DIRECTIONS FOR THIS TASK :: Lay out everything from the line containing "Can you spot the bicycle wheel" down to the line containing "x=264, y=645" as a numbered list, leaving out any blank lines. Include only those lines from the items.

[Object pointing dataset rows]

##########

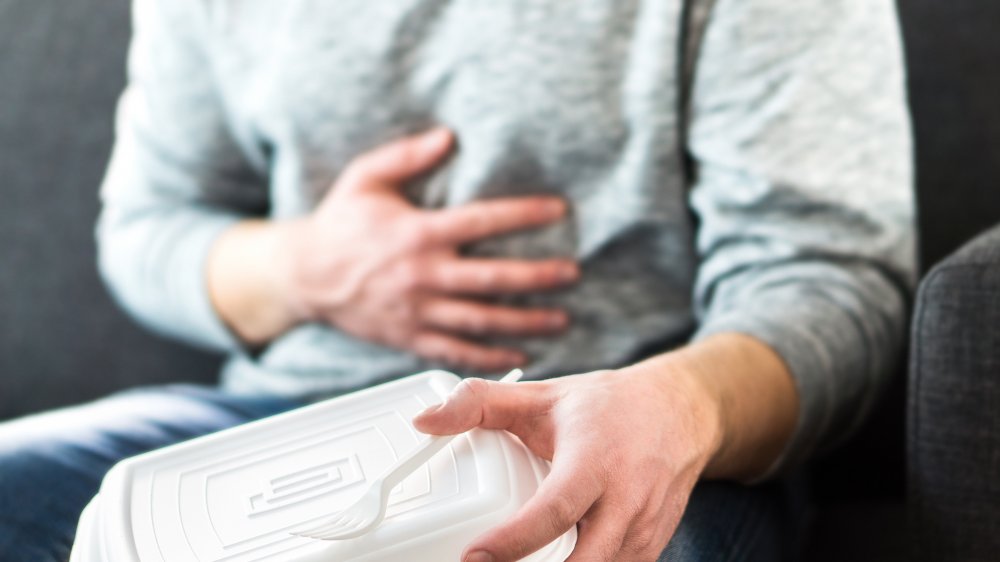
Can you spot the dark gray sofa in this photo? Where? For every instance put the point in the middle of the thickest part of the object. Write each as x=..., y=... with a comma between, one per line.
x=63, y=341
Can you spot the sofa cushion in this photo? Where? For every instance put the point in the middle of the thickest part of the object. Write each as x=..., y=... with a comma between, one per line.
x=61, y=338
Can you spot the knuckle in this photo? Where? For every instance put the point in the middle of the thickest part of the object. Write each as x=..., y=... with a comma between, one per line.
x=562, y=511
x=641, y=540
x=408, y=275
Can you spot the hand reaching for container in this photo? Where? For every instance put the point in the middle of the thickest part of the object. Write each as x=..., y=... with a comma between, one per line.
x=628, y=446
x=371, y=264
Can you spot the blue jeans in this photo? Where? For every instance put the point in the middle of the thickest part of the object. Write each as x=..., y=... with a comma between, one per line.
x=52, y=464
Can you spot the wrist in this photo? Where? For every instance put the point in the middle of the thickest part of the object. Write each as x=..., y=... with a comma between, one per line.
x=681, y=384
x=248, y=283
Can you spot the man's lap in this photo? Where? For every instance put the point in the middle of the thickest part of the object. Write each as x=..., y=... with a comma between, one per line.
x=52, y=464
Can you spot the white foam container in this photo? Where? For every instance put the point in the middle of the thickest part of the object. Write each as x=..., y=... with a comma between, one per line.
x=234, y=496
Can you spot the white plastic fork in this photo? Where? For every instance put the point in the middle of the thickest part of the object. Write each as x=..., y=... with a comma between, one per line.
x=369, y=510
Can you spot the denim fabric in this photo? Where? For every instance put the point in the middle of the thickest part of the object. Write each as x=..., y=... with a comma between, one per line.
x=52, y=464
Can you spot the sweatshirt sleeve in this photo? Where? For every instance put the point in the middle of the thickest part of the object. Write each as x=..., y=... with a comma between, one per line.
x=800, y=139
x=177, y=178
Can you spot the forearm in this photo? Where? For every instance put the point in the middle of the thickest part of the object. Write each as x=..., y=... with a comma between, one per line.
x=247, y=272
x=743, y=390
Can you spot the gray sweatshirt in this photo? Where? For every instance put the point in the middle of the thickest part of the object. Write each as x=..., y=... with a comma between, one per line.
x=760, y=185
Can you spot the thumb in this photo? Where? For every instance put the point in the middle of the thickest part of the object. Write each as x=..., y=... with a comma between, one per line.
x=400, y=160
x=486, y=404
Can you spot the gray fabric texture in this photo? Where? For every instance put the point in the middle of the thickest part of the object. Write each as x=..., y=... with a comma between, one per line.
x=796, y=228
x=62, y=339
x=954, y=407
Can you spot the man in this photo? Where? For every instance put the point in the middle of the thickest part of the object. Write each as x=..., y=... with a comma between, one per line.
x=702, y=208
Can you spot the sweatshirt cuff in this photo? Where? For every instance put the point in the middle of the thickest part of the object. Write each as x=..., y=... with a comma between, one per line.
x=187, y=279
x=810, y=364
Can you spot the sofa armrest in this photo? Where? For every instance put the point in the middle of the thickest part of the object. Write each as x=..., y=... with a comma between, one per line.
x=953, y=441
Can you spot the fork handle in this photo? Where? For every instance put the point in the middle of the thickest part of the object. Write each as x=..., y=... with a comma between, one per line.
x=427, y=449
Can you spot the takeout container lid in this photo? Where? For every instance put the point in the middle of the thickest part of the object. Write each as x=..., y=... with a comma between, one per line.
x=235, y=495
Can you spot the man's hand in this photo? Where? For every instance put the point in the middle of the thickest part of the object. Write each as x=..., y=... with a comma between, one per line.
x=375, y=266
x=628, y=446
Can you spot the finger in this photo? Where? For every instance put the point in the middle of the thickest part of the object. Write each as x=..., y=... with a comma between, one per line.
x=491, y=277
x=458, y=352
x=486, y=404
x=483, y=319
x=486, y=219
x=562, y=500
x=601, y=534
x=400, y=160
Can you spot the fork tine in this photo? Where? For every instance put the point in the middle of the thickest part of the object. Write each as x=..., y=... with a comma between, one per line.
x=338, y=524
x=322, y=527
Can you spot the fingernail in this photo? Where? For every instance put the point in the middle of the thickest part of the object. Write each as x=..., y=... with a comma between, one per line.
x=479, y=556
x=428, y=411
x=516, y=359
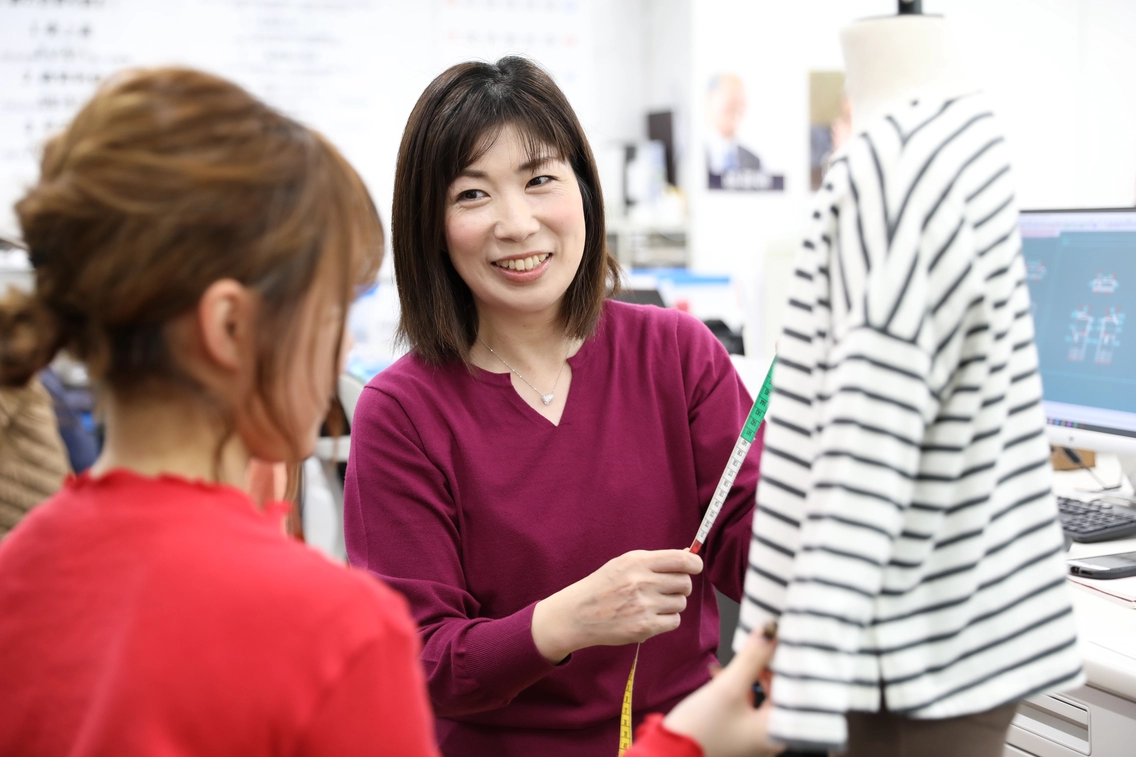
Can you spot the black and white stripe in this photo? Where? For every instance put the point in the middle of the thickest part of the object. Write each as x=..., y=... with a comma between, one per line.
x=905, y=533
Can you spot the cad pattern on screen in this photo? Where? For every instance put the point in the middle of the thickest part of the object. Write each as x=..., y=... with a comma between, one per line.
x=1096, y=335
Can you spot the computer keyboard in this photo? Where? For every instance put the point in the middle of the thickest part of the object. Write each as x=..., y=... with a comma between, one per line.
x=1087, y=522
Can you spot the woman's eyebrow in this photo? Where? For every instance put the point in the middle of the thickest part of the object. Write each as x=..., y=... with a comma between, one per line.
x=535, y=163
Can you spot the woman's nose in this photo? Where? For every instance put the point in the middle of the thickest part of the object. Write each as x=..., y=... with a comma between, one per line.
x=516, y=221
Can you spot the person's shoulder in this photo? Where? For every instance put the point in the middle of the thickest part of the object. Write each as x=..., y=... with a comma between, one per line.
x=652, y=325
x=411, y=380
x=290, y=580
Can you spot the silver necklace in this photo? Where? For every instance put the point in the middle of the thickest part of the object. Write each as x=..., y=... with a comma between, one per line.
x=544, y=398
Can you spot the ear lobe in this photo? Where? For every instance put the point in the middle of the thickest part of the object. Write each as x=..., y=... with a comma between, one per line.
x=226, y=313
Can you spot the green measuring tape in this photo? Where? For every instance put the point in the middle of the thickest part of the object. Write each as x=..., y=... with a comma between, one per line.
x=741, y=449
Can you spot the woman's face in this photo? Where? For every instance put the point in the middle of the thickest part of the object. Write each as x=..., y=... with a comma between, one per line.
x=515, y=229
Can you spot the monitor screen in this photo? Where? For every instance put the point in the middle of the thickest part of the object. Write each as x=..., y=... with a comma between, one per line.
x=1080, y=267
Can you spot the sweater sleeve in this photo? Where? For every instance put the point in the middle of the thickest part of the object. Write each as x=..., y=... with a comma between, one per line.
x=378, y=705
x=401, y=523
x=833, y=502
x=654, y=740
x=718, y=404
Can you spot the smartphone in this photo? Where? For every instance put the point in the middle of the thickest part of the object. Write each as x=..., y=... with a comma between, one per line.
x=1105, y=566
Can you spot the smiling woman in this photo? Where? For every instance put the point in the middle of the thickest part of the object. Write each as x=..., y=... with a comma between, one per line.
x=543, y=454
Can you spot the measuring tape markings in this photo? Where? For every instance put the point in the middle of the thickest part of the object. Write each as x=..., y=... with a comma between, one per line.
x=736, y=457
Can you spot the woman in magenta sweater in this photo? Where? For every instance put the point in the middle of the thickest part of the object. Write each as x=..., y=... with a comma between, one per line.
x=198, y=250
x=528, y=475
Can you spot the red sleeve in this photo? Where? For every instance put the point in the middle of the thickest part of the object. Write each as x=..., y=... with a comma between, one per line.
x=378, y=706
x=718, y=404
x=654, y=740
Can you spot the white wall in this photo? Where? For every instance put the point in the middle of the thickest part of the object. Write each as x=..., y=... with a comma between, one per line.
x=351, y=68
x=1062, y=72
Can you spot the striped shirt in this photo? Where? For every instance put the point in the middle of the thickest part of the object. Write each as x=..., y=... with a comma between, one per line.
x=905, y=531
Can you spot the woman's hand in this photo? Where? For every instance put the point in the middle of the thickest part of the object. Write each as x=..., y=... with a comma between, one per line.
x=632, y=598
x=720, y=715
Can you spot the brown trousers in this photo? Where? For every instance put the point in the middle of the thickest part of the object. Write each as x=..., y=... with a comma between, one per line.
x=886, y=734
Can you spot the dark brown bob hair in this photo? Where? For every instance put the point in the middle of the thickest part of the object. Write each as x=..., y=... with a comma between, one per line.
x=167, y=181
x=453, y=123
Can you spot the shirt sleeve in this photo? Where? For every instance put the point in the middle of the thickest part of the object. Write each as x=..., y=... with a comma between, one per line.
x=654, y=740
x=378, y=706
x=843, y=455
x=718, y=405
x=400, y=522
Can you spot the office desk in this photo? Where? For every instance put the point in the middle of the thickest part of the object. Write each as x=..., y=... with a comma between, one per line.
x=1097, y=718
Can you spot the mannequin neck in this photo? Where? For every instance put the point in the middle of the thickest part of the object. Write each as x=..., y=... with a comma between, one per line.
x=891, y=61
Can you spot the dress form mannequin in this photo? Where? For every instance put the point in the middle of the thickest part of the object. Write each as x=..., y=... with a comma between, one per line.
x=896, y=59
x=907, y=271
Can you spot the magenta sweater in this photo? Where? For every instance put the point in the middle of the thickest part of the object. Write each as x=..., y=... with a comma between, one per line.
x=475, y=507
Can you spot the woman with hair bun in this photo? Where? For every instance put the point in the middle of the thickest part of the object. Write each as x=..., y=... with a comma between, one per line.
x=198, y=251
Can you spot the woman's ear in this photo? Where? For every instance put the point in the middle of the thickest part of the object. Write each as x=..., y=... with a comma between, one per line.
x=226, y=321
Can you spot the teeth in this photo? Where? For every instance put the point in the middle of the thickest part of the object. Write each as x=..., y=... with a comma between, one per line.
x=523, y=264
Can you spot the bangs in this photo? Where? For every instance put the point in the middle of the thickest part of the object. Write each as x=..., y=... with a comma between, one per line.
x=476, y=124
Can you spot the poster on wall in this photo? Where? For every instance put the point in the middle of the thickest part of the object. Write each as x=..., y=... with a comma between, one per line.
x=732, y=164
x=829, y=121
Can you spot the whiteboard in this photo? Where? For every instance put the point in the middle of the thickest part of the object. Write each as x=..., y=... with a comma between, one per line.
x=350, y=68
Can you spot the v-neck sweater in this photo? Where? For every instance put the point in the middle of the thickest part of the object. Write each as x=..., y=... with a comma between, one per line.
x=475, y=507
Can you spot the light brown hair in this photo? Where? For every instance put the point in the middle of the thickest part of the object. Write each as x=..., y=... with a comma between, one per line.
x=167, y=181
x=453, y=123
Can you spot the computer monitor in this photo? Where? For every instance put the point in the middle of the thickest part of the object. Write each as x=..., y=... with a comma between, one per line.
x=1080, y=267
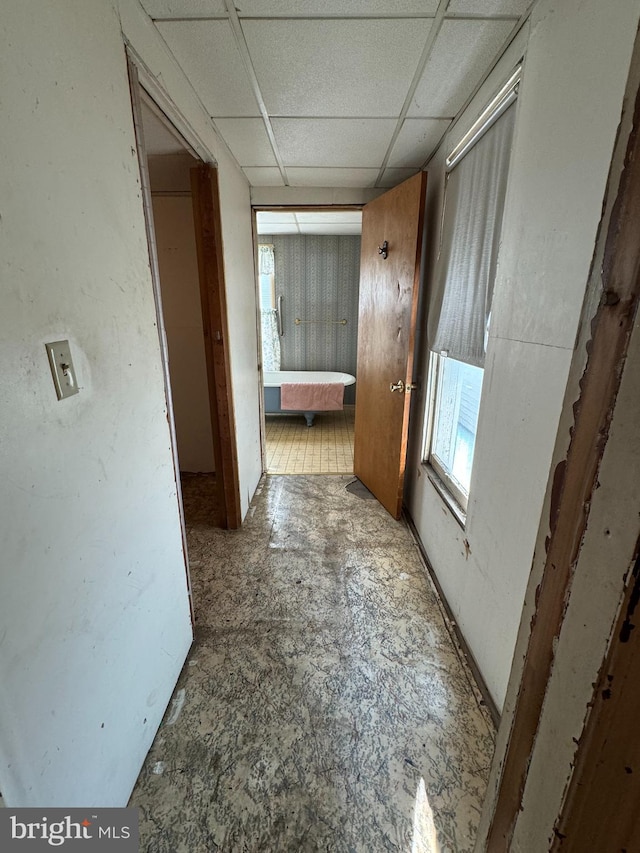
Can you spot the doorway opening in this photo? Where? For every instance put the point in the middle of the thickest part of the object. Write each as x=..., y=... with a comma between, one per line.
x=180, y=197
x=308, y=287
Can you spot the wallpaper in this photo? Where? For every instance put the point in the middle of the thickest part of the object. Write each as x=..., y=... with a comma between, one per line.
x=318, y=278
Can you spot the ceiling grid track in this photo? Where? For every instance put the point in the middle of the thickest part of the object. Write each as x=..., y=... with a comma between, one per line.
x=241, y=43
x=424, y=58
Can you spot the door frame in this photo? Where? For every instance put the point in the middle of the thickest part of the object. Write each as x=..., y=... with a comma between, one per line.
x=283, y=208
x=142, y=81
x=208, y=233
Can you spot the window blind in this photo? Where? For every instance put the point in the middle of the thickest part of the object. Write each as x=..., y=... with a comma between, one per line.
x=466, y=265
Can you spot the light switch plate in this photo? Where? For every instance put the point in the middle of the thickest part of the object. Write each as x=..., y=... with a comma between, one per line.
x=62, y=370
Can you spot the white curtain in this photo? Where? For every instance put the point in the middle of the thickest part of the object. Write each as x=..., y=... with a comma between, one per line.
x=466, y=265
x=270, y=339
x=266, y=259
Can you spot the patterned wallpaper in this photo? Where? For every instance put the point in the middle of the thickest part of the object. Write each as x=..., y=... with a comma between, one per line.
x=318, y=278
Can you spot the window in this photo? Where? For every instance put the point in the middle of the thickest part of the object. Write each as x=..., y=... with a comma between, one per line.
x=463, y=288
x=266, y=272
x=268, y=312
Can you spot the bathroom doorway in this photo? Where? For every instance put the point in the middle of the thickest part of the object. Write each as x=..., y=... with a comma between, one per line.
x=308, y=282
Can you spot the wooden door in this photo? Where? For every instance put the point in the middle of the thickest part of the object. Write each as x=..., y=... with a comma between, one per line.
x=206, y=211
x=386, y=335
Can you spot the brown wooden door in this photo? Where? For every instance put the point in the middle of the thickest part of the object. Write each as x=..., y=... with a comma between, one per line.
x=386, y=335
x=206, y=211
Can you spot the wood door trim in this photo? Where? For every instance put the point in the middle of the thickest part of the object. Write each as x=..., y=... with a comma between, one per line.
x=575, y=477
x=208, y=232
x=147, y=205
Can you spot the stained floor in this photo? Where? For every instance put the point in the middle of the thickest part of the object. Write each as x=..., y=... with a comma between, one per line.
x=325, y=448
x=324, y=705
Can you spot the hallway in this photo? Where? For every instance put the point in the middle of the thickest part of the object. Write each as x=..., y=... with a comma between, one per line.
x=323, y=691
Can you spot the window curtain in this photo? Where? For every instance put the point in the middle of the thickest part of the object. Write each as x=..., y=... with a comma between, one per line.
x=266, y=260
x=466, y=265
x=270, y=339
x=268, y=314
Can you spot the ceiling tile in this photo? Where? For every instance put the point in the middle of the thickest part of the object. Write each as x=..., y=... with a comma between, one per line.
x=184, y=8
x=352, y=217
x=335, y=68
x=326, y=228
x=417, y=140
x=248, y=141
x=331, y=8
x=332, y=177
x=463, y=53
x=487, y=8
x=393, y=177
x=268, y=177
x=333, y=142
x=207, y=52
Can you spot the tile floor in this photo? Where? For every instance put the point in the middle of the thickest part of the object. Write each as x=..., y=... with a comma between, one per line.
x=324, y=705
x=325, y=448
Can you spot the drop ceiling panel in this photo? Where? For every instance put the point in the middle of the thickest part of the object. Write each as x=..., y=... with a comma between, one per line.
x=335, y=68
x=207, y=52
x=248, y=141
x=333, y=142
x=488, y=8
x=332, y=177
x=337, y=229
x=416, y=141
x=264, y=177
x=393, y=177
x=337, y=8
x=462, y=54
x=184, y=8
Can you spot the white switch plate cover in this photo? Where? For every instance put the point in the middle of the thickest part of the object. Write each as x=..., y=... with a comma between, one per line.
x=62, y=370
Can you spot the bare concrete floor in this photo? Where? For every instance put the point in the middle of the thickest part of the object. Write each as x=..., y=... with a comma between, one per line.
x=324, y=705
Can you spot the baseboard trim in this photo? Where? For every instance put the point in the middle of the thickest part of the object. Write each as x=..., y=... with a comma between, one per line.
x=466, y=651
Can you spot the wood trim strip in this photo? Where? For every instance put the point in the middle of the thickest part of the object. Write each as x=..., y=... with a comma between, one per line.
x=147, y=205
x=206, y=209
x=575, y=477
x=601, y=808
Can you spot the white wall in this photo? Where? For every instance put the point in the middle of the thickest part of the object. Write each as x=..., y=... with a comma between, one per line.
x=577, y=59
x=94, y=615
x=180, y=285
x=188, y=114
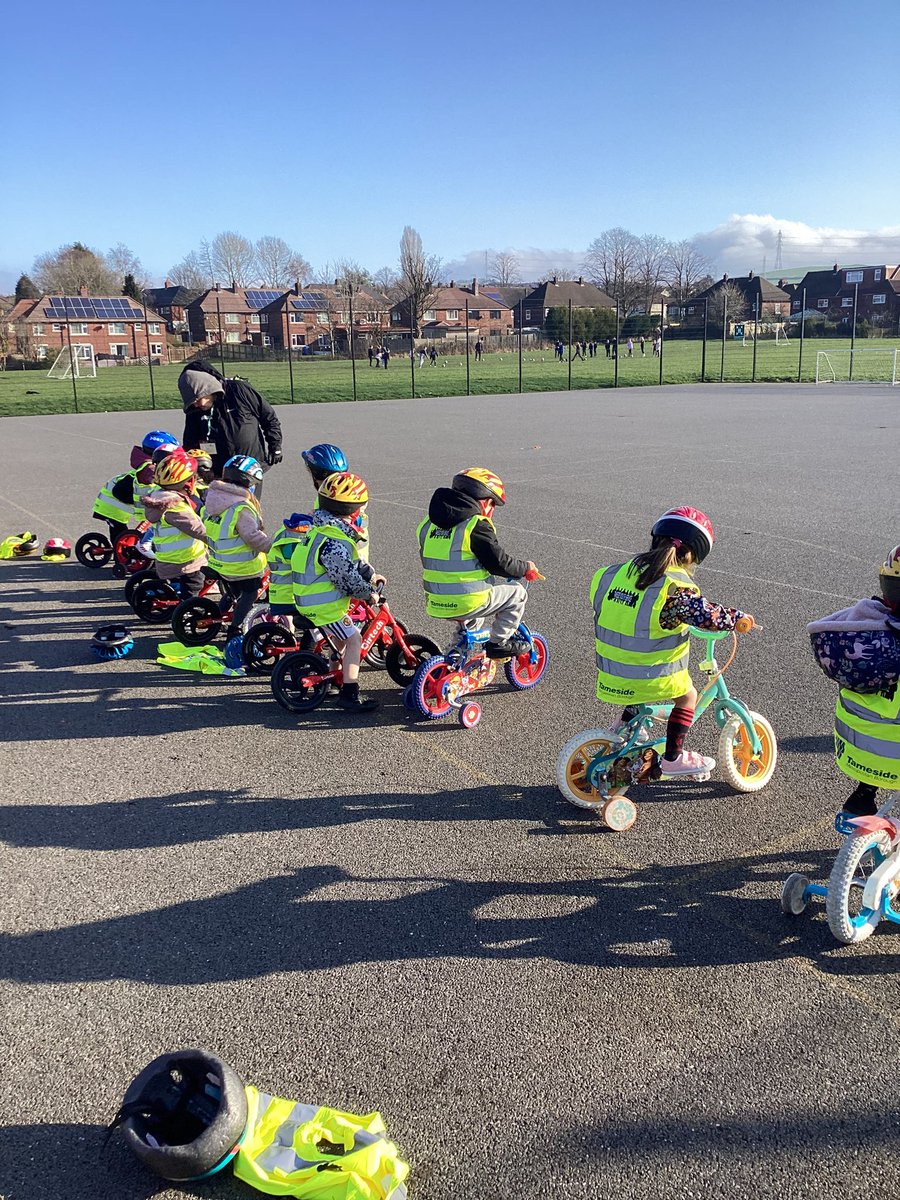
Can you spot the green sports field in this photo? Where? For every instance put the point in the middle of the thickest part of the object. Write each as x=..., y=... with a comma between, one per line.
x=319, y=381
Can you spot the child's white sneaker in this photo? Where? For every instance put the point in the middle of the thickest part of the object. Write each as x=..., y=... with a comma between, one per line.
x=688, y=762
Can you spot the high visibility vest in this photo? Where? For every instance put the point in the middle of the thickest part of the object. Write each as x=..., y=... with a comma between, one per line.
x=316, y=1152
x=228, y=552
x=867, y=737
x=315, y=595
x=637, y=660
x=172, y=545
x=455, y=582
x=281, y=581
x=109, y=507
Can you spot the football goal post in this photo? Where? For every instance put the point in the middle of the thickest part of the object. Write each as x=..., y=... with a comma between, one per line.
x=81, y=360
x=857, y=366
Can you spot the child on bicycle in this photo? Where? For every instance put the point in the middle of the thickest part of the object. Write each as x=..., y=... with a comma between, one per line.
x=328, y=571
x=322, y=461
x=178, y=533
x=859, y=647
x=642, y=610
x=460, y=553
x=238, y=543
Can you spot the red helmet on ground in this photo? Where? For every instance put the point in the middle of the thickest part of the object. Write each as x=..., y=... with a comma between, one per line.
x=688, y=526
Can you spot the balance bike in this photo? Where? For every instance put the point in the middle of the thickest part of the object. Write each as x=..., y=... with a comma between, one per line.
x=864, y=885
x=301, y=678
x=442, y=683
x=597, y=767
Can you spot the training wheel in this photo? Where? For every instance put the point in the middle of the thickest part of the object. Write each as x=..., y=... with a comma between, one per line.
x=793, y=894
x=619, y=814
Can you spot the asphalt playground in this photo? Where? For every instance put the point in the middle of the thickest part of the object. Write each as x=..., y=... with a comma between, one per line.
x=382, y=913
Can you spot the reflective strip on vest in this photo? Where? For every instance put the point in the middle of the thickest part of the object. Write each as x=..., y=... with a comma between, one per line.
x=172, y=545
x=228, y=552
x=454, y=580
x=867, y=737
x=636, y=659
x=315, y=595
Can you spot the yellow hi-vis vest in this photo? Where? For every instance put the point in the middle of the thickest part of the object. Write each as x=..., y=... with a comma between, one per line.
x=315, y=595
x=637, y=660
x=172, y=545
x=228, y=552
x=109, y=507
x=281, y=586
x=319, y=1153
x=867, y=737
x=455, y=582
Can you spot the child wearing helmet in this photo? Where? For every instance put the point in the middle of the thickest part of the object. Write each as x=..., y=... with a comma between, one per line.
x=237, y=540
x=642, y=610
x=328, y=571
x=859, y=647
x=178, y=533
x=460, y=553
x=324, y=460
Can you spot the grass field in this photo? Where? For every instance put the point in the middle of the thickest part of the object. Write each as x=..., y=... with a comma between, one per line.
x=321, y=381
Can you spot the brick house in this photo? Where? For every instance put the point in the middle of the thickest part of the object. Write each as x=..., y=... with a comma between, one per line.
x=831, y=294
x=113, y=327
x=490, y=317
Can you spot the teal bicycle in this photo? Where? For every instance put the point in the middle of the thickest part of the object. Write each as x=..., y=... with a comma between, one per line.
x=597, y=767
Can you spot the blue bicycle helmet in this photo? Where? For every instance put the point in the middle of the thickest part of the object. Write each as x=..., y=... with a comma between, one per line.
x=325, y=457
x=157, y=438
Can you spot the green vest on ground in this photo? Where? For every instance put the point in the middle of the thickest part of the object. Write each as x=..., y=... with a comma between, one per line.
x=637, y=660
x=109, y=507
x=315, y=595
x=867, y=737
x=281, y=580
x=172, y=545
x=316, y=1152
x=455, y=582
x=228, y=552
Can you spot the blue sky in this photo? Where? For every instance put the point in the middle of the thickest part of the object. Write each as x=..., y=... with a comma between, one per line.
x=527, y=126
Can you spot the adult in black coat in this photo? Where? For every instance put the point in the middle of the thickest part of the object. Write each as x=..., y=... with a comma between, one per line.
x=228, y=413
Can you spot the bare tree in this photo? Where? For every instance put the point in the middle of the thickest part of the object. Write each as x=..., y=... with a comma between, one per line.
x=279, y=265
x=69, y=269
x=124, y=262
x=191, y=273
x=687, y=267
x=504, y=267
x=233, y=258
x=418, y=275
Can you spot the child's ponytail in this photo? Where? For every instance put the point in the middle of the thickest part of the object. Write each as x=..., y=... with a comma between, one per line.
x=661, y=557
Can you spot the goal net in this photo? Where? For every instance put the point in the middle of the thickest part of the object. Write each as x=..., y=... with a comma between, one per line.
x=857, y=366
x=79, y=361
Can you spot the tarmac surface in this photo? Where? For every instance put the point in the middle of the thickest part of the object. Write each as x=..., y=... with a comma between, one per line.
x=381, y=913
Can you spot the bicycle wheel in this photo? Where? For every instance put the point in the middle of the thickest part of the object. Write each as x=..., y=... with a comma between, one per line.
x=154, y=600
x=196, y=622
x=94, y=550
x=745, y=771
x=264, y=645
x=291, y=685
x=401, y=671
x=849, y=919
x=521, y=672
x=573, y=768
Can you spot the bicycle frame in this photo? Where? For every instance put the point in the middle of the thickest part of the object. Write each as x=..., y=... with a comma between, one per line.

##########

SOLUTION TO THIS PROBLEM ::
1. Can you spot the bicycle wheel in this photo? Where? For every instance put the point in the middle of the thickest part of the object. Write each as x=..., y=... with a comma between, one per line.
2. x=154, y=600
3. x=196, y=622
4. x=94, y=550
5. x=745, y=771
6. x=264, y=645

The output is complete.